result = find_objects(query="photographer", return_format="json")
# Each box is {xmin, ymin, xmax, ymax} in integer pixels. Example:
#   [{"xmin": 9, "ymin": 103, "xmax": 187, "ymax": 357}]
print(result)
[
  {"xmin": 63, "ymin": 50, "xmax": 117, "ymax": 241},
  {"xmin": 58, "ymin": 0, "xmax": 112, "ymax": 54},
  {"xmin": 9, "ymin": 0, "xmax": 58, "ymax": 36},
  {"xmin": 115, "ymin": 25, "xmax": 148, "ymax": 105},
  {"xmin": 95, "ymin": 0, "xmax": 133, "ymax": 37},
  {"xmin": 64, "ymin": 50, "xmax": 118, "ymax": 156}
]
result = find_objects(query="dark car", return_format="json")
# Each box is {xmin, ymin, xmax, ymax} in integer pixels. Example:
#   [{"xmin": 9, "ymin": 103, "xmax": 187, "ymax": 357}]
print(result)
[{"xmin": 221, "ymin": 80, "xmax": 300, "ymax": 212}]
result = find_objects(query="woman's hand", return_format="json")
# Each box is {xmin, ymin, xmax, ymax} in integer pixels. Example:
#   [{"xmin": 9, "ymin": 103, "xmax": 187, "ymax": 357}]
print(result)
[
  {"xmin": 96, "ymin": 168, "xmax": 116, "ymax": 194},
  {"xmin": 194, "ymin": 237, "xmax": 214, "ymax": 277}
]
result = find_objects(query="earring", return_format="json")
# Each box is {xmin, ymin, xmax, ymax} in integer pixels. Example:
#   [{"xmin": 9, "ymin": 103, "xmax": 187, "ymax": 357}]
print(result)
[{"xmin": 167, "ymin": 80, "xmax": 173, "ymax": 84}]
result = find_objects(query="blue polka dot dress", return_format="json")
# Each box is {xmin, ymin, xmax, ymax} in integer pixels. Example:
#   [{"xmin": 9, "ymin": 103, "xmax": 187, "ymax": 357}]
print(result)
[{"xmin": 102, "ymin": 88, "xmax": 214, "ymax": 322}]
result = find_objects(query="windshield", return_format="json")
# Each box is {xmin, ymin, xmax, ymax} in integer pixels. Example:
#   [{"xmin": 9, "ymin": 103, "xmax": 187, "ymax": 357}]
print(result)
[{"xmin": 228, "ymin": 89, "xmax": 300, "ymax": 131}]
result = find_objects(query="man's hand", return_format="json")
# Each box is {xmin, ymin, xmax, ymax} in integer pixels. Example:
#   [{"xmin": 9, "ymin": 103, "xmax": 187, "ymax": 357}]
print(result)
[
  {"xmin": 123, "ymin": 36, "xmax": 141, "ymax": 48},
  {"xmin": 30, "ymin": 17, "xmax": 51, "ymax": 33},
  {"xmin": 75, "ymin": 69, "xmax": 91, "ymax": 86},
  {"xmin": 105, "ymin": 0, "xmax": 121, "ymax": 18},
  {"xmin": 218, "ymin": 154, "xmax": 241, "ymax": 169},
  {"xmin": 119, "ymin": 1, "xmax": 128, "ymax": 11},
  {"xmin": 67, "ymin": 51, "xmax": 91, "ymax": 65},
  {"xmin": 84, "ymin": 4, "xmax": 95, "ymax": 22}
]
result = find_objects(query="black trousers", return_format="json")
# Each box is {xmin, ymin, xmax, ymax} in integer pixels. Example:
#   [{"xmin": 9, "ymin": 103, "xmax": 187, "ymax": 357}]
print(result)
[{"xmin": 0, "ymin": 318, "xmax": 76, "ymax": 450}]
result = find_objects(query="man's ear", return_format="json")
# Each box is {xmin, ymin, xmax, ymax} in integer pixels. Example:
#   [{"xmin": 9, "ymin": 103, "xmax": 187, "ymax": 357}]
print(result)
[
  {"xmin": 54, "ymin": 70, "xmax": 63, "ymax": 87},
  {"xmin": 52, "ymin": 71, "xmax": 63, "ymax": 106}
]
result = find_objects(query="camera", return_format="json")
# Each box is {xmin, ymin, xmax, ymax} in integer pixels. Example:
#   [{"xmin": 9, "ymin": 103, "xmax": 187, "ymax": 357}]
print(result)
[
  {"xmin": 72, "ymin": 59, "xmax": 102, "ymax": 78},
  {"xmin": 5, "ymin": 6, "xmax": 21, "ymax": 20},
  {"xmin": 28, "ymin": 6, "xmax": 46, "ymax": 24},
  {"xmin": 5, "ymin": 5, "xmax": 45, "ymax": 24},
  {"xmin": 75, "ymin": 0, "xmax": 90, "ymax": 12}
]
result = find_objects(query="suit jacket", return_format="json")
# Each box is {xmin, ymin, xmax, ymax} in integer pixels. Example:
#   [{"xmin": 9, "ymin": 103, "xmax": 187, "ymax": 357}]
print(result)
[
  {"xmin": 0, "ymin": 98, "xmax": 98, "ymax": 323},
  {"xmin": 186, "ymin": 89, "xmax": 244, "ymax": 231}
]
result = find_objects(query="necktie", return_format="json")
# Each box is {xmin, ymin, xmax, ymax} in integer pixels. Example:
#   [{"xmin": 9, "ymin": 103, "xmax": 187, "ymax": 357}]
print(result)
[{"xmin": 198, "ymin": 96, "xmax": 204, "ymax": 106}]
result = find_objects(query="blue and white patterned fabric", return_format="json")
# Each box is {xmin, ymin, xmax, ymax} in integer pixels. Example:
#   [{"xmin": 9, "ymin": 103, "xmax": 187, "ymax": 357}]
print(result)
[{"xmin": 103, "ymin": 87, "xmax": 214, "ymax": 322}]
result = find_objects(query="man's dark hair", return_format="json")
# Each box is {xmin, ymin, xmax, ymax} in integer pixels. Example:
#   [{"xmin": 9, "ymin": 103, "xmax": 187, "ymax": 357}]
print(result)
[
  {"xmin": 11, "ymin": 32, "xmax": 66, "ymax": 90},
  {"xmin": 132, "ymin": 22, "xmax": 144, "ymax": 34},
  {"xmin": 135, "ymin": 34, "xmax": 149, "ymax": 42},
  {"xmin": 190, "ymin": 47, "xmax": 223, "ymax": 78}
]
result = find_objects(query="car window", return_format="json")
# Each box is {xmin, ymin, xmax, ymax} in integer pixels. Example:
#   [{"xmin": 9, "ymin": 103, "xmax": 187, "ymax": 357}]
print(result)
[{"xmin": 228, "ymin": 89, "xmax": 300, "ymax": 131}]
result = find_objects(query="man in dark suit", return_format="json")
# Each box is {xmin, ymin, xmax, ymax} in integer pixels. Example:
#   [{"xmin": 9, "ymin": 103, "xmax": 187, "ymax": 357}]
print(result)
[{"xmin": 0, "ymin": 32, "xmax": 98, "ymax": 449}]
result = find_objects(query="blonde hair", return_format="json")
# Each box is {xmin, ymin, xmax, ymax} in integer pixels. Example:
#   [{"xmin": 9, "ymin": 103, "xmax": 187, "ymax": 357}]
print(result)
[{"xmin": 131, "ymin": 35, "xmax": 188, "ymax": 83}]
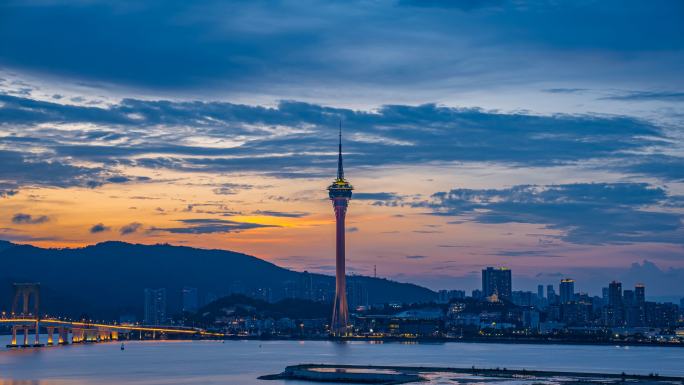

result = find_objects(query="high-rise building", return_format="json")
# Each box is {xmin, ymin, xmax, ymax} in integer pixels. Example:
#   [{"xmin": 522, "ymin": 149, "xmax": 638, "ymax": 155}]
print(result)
[
  {"xmin": 481, "ymin": 267, "xmax": 512, "ymax": 300},
  {"xmin": 635, "ymin": 284, "xmax": 645, "ymax": 305},
  {"xmin": 182, "ymin": 287, "xmax": 199, "ymax": 313},
  {"xmin": 623, "ymin": 289, "xmax": 635, "ymax": 307},
  {"xmin": 604, "ymin": 281, "xmax": 624, "ymax": 326},
  {"xmin": 547, "ymin": 284, "xmax": 556, "ymax": 304},
  {"xmin": 144, "ymin": 288, "xmax": 166, "ymax": 325},
  {"xmin": 537, "ymin": 284, "xmax": 544, "ymax": 299},
  {"xmin": 608, "ymin": 281, "xmax": 622, "ymax": 307},
  {"xmin": 633, "ymin": 284, "xmax": 646, "ymax": 326},
  {"xmin": 299, "ymin": 271, "xmax": 314, "ymax": 301},
  {"xmin": 327, "ymin": 123, "xmax": 353, "ymax": 336},
  {"xmin": 559, "ymin": 278, "xmax": 575, "ymax": 304}
]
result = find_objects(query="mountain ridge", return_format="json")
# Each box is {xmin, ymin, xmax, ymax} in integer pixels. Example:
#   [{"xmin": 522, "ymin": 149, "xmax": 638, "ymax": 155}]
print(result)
[{"xmin": 0, "ymin": 240, "xmax": 436, "ymax": 320}]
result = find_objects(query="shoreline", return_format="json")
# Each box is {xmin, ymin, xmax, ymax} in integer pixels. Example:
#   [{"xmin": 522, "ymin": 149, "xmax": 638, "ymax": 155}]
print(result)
[
  {"xmin": 2, "ymin": 333, "xmax": 682, "ymax": 350},
  {"xmin": 217, "ymin": 335, "xmax": 684, "ymax": 348}
]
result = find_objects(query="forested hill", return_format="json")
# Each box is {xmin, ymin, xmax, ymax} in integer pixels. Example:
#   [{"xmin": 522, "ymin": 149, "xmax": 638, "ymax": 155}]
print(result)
[{"xmin": 0, "ymin": 241, "xmax": 436, "ymax": 319}]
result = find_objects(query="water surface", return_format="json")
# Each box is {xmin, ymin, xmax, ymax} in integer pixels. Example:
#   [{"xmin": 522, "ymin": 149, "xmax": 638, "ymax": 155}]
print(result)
[{"xmin": 0, "ymin": 336, "xmax": 681, "ymax": 385}]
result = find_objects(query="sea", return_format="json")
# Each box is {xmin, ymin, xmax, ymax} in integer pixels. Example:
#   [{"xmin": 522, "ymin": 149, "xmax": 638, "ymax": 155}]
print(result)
[{"xmin": 0, "ymin": 336, "xmax": 681, "ymax": 385}]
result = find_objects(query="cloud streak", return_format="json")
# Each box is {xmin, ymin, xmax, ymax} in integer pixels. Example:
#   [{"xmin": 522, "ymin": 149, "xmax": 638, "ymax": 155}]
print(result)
[
  {"xmin": 151, "ymin": 218, "xmax": 276, "ymax": 234},
  {"xmin": 2, "ymin": 94, "xmax": 679, "ymax": 189}
]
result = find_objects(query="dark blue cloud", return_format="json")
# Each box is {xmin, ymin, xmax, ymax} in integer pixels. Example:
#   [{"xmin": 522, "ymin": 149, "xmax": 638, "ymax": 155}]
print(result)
[
  {"xmin": 613, "ymin": 155, "xmax": 684, "ymax": 182},
  {"xmin": 120, "ymin": 222, "xmax": 142, "ymax": 235},
  {"xmin": 252, "ymin": 210, "xmax": 309, "ymax": 218},
  {"xmin": 90, "ymin": 223, "xmax": 111, "ymax": 233},
  {"xmin": 406, "ymin": 255, "xmax": 428, "ymax": 259},
  {"xmin": 12, "ymin": 213, "xmax": 49, "ymax": 225},
  {"xmin": 0, "ymin": 189, "xmax": 18, "ymax": 198},
  {"xmin": 151, "ymin": 218, "xmax": 276, "ymax": 234},
  {"xmin": 0, "ymin": 0, "xmax": 681, "ymax": 93},
  {"xmin": 494, "ymin": 250, "xmax": 565, "ymax": 258},
  {"xmin": 420, "ymin": 183, "xmax": 684, "ymax": 245},
  {"xmin": 542, "ymin": 88, "xmax": 588, "ymax": 94},
  {"xmin": 0, "ymin": 149, "xmax": 104, "ymax": 191},
  {"xmin": 354, "ymin": 192, "xmax": 401, "ymax": 201},
  {"xmin": 106, "ymin": 176, "xmax": 131, "ymax": 184},
  {"xmin": 600, "ymin": 91, "xmax": 684, "ymax": 102},
  {"xmin": 398, "ymin": 0, "xmax": 505, "ymax": 11}
]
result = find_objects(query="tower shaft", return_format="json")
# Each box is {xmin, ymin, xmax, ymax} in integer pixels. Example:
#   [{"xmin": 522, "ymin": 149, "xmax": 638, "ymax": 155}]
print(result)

········

TASK REQUIREMENTS:
Using the data above, count the lines that include "suit" and write the number alone.

SOLVED PROBLEM:
2